▶ Records shown:
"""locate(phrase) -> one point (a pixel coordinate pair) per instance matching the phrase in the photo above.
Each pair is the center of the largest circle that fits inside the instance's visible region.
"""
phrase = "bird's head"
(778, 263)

▶ Short exercise: Convert the listing above to a two-column CSV with the header input,output, one row per block, putting each block's text under input and its answer under output. Wrap every field in double quotes and replace line breaks with spaces.

▶ Solution for this exercise:
input,output
"""""""locate(phrase) -> one point (a pixel coordinate pair) per instance matching the phrase in the photo above. Each pair is the center of the largest circle that fits inside the instance's visible region. """""" phrase = ""bird's head""","(778, 263)"